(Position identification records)
· · · ·
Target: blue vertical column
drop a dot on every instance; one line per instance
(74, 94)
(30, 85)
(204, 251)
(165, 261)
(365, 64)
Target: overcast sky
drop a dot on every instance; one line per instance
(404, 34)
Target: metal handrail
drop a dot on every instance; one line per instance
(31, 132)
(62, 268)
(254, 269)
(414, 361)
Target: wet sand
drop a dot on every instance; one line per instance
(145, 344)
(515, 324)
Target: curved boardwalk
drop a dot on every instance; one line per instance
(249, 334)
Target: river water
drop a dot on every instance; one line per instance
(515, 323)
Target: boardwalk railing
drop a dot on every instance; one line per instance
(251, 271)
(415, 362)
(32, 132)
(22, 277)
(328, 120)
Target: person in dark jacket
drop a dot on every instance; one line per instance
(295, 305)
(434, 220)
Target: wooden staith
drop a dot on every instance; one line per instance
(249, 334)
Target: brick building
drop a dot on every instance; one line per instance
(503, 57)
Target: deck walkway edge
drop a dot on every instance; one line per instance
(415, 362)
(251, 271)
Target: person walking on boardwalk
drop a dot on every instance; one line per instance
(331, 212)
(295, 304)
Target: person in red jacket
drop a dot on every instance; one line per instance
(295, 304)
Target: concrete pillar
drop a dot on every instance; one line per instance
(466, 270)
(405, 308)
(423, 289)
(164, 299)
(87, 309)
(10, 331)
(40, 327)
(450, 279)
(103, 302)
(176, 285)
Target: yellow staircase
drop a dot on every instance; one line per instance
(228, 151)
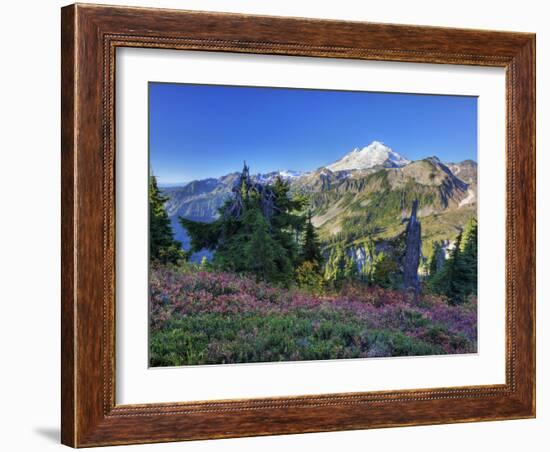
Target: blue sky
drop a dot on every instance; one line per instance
(199, 131)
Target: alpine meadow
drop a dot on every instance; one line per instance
(296, 224)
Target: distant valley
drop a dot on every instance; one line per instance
(366, 196)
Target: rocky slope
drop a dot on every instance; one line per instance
· · · ·
§ **Description of the task**
Write out all the rows above again, substituting "place a point" for each "drop a dot" and keeping everything else the same. Leave the pictures out.

§ **In response**
Target: blue vertical column
place a point on every instance; one line per instance
(74, 94)
(30, 85)
(204, 251)
(165, 261)
(365, 64)
Target: overcast sky
place a point on every instance; one line per instance
(404, 34)
Target: metal handrail
place a point on every instance; one line per instance
(31, 132)
(62, 268)
(254, 269)
(414, 361)
Target: wet sand
place a point on every instance; one line per instance
(145, 344)
(515, 324)
Target: curved boardwalk
place a point on every instance; one line per instance
(249, 334)
Target: river water
place a point on every instance; one line per instance
(515, 323)
Target: boardwalk railing
place a point on every instance; one line per instance
(251, 271)
(415, 362)
(32, 132)
(22, 277)
(328, 120)
Target: person in dark jacket
place a point on every instance; one line per instance
(295, 305)
(434, 220)
Target: wooden staith
place a point on every instance; one line per instance
(249, 334)
Target: brick building
place a point on every instance; one line per instance
(503, 57)
Target: deck walkway edge
place a point on every instance; one line per instance
(415, 362)
(251, 271)
Target: person walking on boardwalk
place a point on every instance; one line per instance
(331, 212)
(295, 304)
Target: person in red jacket
place a point on every instance; one line per instance
(295, 304)
Target: concrete pillar
place a point on every instance; one line per instance
(466, 270)
(405, 308)
(423, 289)
(164, 299)
(87, 309)
(10, 331)
(40, 327)
(450, 279)
(103, 302)
(176, 285)
Target: yellow staircase
place a point on every instance; one line per instance
(228, 151)
Target: blue sky
place a point on every instance; one line per instance
(199, 131)
Target: alpine meadow
place a point on every instance; one line per instance
(296, 224)
Target: distant valley
place a point on every instance; one line per instance
(366, 196)
Target: rocky slope
place a point on every instance; one line per instance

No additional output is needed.